=== SUPPLIED MATERIAL ===

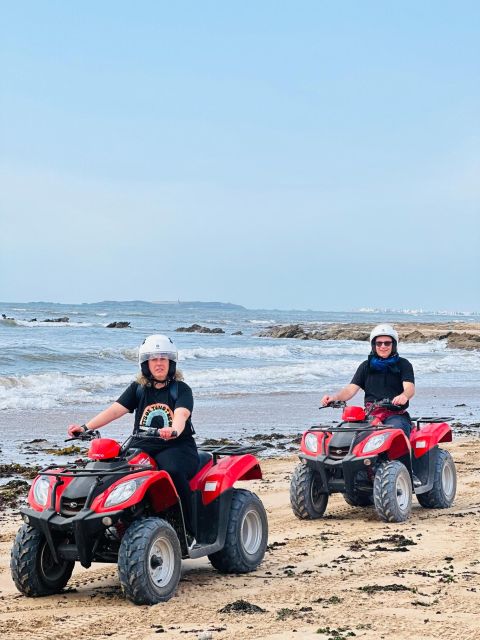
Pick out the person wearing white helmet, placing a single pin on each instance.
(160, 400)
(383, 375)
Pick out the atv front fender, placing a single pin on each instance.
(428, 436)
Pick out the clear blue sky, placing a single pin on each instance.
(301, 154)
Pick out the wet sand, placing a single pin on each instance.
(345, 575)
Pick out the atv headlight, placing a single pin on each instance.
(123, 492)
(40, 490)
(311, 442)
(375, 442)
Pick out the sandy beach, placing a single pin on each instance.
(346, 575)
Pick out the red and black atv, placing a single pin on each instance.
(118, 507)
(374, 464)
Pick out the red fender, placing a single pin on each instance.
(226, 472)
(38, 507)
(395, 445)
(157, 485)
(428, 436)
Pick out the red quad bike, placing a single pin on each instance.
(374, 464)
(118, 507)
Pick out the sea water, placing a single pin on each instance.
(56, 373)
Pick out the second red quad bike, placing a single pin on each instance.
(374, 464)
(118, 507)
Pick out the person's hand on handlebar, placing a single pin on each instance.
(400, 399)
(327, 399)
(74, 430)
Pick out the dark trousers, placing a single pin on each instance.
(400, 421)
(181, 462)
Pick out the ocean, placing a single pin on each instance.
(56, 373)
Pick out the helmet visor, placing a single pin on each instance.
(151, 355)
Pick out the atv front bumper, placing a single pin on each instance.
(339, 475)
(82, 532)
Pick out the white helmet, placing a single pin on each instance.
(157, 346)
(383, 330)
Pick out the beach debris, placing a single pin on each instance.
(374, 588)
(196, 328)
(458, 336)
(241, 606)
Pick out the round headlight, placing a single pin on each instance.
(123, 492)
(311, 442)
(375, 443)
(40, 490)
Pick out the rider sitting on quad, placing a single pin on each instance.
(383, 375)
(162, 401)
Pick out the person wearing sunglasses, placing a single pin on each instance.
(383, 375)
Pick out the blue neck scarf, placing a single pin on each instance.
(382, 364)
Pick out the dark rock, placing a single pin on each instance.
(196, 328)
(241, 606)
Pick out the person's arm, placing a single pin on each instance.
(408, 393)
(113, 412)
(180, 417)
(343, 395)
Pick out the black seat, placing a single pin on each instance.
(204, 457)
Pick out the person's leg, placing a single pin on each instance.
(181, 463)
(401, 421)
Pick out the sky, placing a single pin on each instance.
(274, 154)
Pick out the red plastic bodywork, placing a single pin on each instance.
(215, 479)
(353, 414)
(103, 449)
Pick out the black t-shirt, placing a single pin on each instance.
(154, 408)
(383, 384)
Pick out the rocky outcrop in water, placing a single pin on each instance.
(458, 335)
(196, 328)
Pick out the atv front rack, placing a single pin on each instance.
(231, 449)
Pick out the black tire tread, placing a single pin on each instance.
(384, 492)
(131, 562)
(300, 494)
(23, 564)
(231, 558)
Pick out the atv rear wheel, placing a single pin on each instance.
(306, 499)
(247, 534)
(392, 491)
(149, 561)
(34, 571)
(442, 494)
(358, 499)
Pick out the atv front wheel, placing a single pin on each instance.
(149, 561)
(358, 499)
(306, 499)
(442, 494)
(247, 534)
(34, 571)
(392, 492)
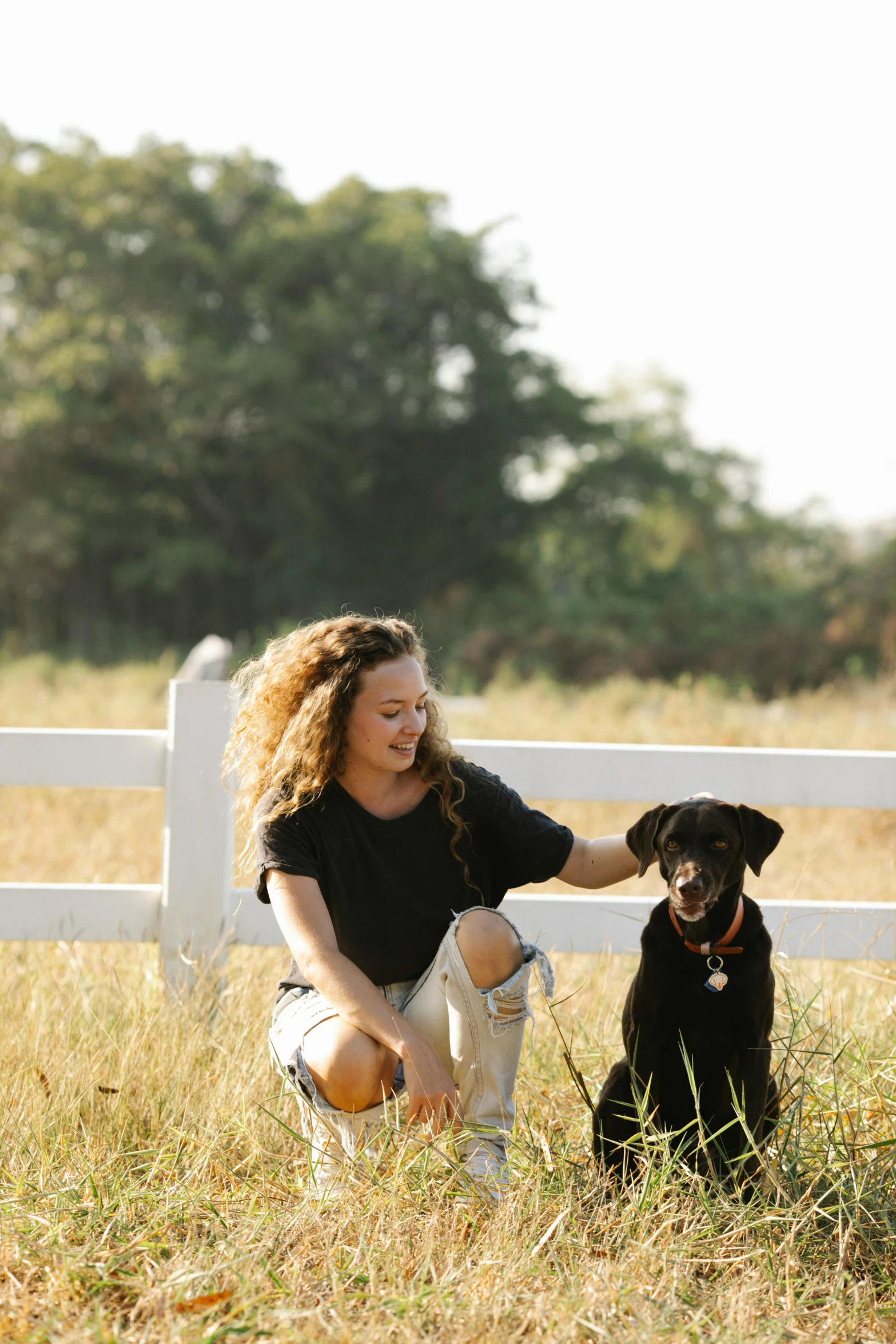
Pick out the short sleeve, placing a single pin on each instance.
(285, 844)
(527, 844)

===

## PROBLEM
Copy the records exactly as they appear, excluding images.

## EXERCISE SOLUTION
Pick out the person wearing white helmet, placing a single pin on each instance.
(160, 400)
(383, 375)
Pick out the atv front fender, placing a single pin on each instance.
(428, 436)
Pick out the clear blue sky, placing a single pin on each instance.
(301, 154)
Pick out the wet sand, placing a single pin on each instance.
(345, 575)
Pick out the atv headlight, placing a single pin on each instance.
(123, 492)
(40, 490)
(311, 442)
(375, 442)
Pick out the sandy beach, placing a single pin on each instance.
(346, 575)
Pick out the red and black atv, placing a single pin on each instance.
(118, 507)
(374, 464)
Pick out the red fender, placing a single pin on each instance.
(226, 472)
(38, 507)
(395, 445)
(157, 485)
(428, 436)
Pick out the red quad bike, placing a single pin on each instance.
(374, 464)
(118, 507)
Pick out the sea water, placing a single pin on each instance.
(56, 373)
Pick out the second red quad bike, placing a single pin on each instance.
(374, 464)
(118, 507)
Pick out the person's hand on handlebar, placing a single pin on each instance.
(400, 399)
(327, 399)
(74, 430)
Pick out the dark trousers, placing a single pin on each instance.
(400, 421)
(181, 462)
Pick out the ocean, placing a single pin on each instance.
(56, 373)
Pick out the helmet visor, placing a single pin on each instance.
(151, 355)
Pick out the atv front bumper, placing a single pin on each instance.
(339, 475)
(82, 532)
Pick out the white helmet, placing a single pin on each instance.
(157, 346)
(383, 330)
Pick out the beach debris, placing a single pin on each instance.
(374, 588)
(196, 328)
(458, 336)
(241, 606)
Pick out the round headlight, placing a single pin on each instance.
(123, 492)
(311, 442)
(375, 443)
(40, 490)
Pick out the rider sitting on quad, placing a single pin on each instance.
(383, 375)
(162, 401)
Pick out the person wearing sunglasses, placing a single pin on each instance.
(383, 375)
Pick out the blue neck scarf, placing a single pin on each instance.
(382, 364)
Pick out the dark rock, placing a single pin on each instance.
(196, 328)
(241, 606)
Pick out the person's arm, placing a single pin on each instance.
(408, 393)
(113, 412)
(180, 417)
(343, 395)
Pick out the black seat, placing a single pin on each instance.
(204, 457)
Pick out the person's leg, placing a single pin on each instance.
(181, 463)
(401, 421)
Pick out the sky, placing a single pin on each instance.
(274, 154)
Pick out the red plastic bodywork, placing a single pin on each instance.
(215, 479)
(353, 414)
(103, 449)
Pick out the black t-shirt, placing a single pin on each instance.
(154, 408)
(383, 384)
Pick out the rocky outcrop in water, placing a single pin on each instance.
(458, 335)
(196, 328)
Pick out the atv front rack, placing a single pin on each instance.
(231, 449)
Pick out the black tire tread, placing a single pin on each instance.
(384, 492)
(131, 562)
(300, 494)
(23, 564)
(231, 558)
Pick out the atv rear wheel, placing a single pin on each instance.
(306, 499)
(247, 534)
(392, 491)
(149, 561)
(34, 571)
(442, 494)
(358, 499)
Pick out the atv front wheel, placing a single pin on each instance.
(149, 561)
(358, 499)
(306, 499)
(442, 494)
(247, 534)
(34, 571)
(392, 492)
Pick out the short sleeve, placing a single pin on each instance.
(285, 844)
(527, 844)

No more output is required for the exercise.